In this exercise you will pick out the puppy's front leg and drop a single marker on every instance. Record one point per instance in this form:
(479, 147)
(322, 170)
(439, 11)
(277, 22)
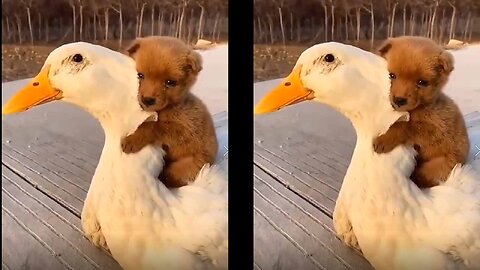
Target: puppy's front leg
(397, 134)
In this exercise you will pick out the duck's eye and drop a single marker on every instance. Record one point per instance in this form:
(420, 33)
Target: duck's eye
(422, 83)
(170, 83)
(329, 58)
(77, 58)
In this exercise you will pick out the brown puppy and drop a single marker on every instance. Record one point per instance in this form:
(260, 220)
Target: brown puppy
(167, 69)
(419, 69)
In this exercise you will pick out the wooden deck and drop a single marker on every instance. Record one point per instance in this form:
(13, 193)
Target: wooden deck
(301, 156)
(49, 156)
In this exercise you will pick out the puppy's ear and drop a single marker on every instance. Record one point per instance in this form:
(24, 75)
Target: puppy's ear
(446, 62)
(194, 62)
(133, 48)
(386, 46)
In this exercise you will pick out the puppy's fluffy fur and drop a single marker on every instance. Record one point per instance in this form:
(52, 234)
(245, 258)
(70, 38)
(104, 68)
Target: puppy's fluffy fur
(167, 69)
(419, 69)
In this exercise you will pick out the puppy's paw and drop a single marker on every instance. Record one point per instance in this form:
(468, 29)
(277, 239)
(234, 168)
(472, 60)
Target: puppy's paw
(383, 144)
(131, 145)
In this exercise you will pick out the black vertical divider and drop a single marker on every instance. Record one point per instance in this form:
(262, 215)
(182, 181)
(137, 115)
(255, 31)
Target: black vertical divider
(240, 124)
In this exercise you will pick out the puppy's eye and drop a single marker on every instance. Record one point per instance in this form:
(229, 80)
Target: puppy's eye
(77, 58)
(329, 58)
(422, 83)
(170, 83)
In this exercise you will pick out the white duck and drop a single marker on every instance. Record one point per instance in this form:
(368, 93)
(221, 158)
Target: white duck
(144, 224)
(397, 225)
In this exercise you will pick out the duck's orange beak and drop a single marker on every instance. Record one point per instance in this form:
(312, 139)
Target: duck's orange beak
(38, 91)
(290, 91)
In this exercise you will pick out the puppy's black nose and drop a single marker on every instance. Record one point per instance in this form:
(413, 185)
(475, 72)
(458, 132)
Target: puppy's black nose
(400, 101)
(148, 101)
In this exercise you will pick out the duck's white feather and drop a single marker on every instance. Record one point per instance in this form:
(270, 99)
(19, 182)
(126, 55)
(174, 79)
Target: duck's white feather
(379, 209)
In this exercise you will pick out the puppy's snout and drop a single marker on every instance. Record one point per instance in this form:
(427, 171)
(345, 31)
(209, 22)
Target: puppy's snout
(399, 101)
(147, 101)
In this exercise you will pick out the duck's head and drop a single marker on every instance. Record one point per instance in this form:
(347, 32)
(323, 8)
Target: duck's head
(101, 81)
(349, 79)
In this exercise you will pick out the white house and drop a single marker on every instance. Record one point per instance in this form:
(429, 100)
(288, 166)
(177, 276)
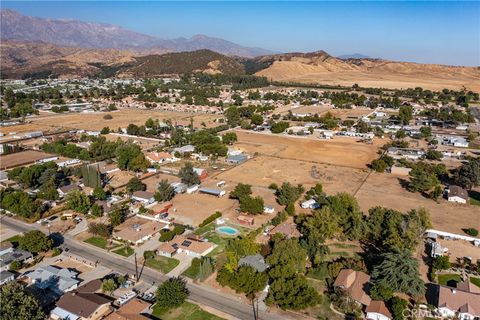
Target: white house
(309, 204)
(462, 302)
(143, 196)
(457, 194)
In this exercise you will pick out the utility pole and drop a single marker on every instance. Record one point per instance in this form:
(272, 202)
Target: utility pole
(136, 267)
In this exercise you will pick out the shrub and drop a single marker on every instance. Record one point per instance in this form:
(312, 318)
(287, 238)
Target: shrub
(56, 252)
(148, 254)
(166, 236)
(214, 216)
(471, 232)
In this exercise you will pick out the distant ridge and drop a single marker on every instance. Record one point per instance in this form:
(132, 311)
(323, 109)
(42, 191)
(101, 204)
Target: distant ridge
(354, 56)
(15, 26)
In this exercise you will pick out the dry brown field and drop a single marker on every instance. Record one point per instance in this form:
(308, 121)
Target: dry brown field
(22, 158)
(340, 151)
(94, 120)
(381, 189)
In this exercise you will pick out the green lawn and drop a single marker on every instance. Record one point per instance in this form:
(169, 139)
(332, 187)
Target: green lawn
(475, 281)
(449, 279)
(97, 241)
(474, 201)
(187, 311)
(191, 272)
(162, 264)
(124, 251)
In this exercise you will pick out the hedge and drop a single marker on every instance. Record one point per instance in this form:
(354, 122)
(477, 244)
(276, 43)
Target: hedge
(214, 216)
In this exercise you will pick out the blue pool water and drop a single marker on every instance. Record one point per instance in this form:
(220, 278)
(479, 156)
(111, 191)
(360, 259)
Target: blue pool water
(227, 230)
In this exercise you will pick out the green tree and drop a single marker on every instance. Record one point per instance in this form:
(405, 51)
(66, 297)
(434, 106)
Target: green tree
(468, 175)
(78, 201)
(117, 216)
(252, 205)
(405, 114)
(135, 184)
(287, 193)
(188, 175)
(293, 293)
(233, 116)
(17, 304)
(441, 263)
(172, 293)
(96, 210)
(165, 192)
(241, 190)
(398, 307)
(399, 271)
(256, 119)
(99, 229)
(229, 138)
(99, 193)
(35, 241)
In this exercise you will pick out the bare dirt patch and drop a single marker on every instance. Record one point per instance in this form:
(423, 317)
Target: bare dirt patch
(340, 151)
(381, 189)
(22, 158)
(121, 118)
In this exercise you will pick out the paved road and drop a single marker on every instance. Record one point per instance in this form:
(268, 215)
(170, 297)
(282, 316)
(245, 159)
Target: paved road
(200, 294)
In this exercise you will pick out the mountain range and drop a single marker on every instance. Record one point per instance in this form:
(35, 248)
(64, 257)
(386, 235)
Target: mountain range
(73, 33)
(33, 47)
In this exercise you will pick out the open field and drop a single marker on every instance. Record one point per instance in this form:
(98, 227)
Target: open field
(340, 151)
(381, 189)
(261, 171)
(22, 158)
(187, 310)
(94, 120)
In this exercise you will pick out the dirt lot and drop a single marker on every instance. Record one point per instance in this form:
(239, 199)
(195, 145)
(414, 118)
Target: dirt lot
(345, 152)
(121, 118)
(261, 171)
(152, 182)
(382, 189)
(22, 158)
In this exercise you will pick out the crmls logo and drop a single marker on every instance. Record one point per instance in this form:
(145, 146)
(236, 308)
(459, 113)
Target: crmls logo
(416, 313)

========================================

→ WORK ORDER: Give the entries again word for word, but skip the pictures.

→ RESPONSE BELOW:
In this exercise you will pick out the puppy's front leg and drop a single marker on every instance. Record one point per instance in this form:
(479, 147)
(322, 170)
(439, 11)
(277, 22)
Target: puppy's front leg
(397, 134)
In this exercise you will pick out the duck's eye and drop a single marker on every instance. Record one point per instance in this form:
(420, 33)
Target: duck's eye
(422, 83)
(170, 83)
(329, 58)
(77, 58)
In this exercise you will pick out the brown puppy and drop a single marker on every instance. Record one point per instance in this form:
(260, 220)
Target: brown puppy
(167, 69)
(419, 69)
In this exercise you will pick out the wooden deck and drop a single marker on every instance. Record one point per instance in this form:
(13, 193)
Target: wooden deck
(301, 156)
(49, 156)
In this exercise you will pick out the puppy's ear and drop a single marker on every instance. Record one point per instance in this form:
(24, 75)
Target: puppy's ear
(446, 62)
(194, 62)
(133, 48)
(386, 46)
In this exercise you will pick out the puppy's fluffy fur and drop a single marker on every instance. Record one point per instance in this form:
(52, 234)
(245, 258)
(70, 38)
(104, 68)
Target: puppy's fluffy fur
(167, 69)
(419, 69)
In this exercise you will pick out the puppy's paw and drop a single marker on every instance. Record one point per instance in this form:
(468, 29)
(277, 239)
(234, 168)
(472, 60)
Target: puppy's paw
(383, 144)
(131, 145)
In this exercise you will pick out the black vertical divider and drop a single marker on every instance. Record one point per instance in this form:
(262, 215)
(182, 181)
(137, 115)
(255, 31)
Target: black vertical divider
(240, 124)
In this exercise you will pick out the puppy's eye and drop a single marker on every instance. Record one point per instance in this form:
(229, 80)
Target: puppy's eye
(77, 58)
(329, 58)
(422, 83)
(170, 83)
In this exercise you will pick out the white duck and drop a single marker on every instance. Record one point per instance in this form:
(368, 93)
(221, 158)
Target: white duck
(144, 224)
(397, 225)
In this exercise you will pick out the duck's orange beak and drop a single marker on every instance. Record one point per instance in this form:
(312, 139)
Target: duck's orange beak
(38, 91)
(290, 91)
In this exercise you will pick out the puppy's black nose and drop a single marker on every instance. Record one point per instance in this form:
(413, 185)
(475, 72)
(458, 132)
Target: puppy's black nose
(400, 101)
(148, 101)
In this exercise you will pick out the duck's white feather and drop a single marker on every instance. Record one point per instance in this form:
(270, 99)
(19, 182)
(126, 55)
(174, 79)
Target: duck's white feather
(379, 209)
In this exercise you will pick out the puppy's snout and drop a single marker on every instance. Record one point per instance in this form:
(427, 171)
(345, 31)
(209, 22)
Target: puppy's snout
(399, 101)
(147, 101)
In this exercise you will pick out the duck's head and drop a single marker on every instance. Record one point per instance in this form:
(347, 32)
(323, 8)
Target: duck's head
(101, 81)
(349, 79)
In this exercise you will pick out the white house and drop a single marker on every instance. Record one point per instance in this form:
(429, 100)
(288, 166)
(177, 276)
Target: white house
(309, 204)
(462, 302)
(143, 196)
(457, 194)
In this exercise you will pick out the utility pole and drop a single marker on every instance. Record one point per instance in this form:
(272, 202)
Target: utility pole
(136, 267)
In this exercise you will pick out the shrub and drop a single marker on every instance. Record one point per instance in this form:
(312, 318)
(287, 238)
Target: shrub
(56, 252)
(148, 254)
(166, 236)
(214, 216)
(471, 232)
In this exercise you will pick out the distant ridge and drop a single marker on every instance. Record one point per instance in this form:
(132, 311)
(323, 109)
(42, 191)
(101, 204)
Target: distant ridge
(354, 56)
(15, 26)
In this exercise you will pick out the dry brown field and drop a single marker on every instance. Record one point per instance in this form:
(308, 121)
Target: dry brown field
(22, 158)
(340, 151)
(94, 120)
(381, 189)
In this exercise you will pick out the green lawn and drop a single marker on every instance. Record one point per instance in this form:
(169, 139)
(332, 187)
Target: green lawn
(475, 281)
(449, 279)
(97, 241)
(474, 201)
(187, 311)
(191, 272)
(162, 264)
(124, 251)
In this exercise you will pick out the hedge and drop a single marker on every instance. Record one point per instance in this form:
(354, 122)
(477, 244)
(276, 43)
Target: hedge
(214, 216)
In this exercise you will pick out the blue pool water and drop a single marker on every instance. Record one point per instance in this form:
(220, 278)
(479, 156)
(111, 191)
(360, 259)
Target: blue pool water
(227, 230)
In this exercise you will pick out the green tree and drop a single marker on every instance. Record one point per instance in this form:
(405, 51)
(66, 297)
(434, 106)
Target: green tree
(468, 175)
(78, 201)
(117, 216)
(252, 205)
(405, 114)
(135, 184)
(287, 193)
(188, 175)
(293, 293)
(233, 116)
(17, 304)
(441, 263)
(172, 293)
(96, 210)
(165, 192)
(241, 190)
(398, 307)
(399, 271)
(256, 119)
(99, 229)
(229, 138)
(99, 193)
(35, 241)
In this exercise you will pick out the bare dirt patch and drop a single marker on every instance. Record one point per instance in this form:
(423, 317)
Target: bare dirt patch
(340, 151)
(381, 189)
(22, 158)
(121, 118)
In this exercise you will pick out the paved road and drop a single marker on every instance. Record one point per instance in this form:
(268, 215)
(170, 297)
(282, 316)
(245, 159)
Target: paved road
(200, 294)
In this exercise you will pick out the mountain range and drop a single marker on every instance. Record one point per instance in this form:
(35, 248)
(64, 257)
(386, 235)
Target: mountain range
(73, 33)
(33, 47)
In this exercise you will pick out the open field and drop a single marker on every instance. Record one point per instance in this form:
(98, 227)
Target: open field
(340, 151)
(381, 189)
(261, 171)
(22, 158)
(187, 310)
(94, 120)
In this exercise you will pick out the dirt lot and drop a single marker on every instance. Record one point per instance in this form:
(239, 199)
(195, 145)
(414, 118)
Target: dirt lot
(345, 152)
(121, 118)
(261, 171)
(152, 182)
(382, 189)
(22, 158)
In this exercise you will pick out the crmls logo and drop a single marker on every instance. Record one point per instance in this form:
(145, 146)
(236, 308)
(459, 113)
Target: crmls logo
(416, 313)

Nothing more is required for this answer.